* _YOUR INSTRUCTIONS_
Nothing should change. Output the data exactly.
─── DATASET RECORDS ───
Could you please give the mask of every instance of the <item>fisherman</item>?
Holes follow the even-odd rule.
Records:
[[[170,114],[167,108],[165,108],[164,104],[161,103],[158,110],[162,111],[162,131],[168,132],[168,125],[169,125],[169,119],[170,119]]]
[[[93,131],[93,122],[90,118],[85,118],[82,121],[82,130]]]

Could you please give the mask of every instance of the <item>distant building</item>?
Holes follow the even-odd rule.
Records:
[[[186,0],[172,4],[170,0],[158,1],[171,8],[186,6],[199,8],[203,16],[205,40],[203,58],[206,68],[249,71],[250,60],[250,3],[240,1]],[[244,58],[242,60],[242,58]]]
───
* _ANSWER TO THIS TASK_
Could you please give the mask of every instance of the <item>fisherman</item>?
Holes follow the even-odd rule.
Records:
[[[170,114],[167,108],[165,108],[164,104],[161,103],[158,110],[162,111],[162,131],[168,132],[168,125],[169,125],[169,119],[170,119]]]
[[[93,131],[93,122],[90,118],[85,118],[82,121],[82,130]]]

Could you please give the mask of every instance of the <item>distant building</item>?
Holes follow the even-odd rule.
Records:
[[[186,0],[172,4],[170,0],[158,1],[171,8],[186,6],[199,8],[203,16],[205,40],[203,58],[206,68],[249,71],[250,60],[250,3],[240,1]],[[244,58],[242,60],[242,58]]]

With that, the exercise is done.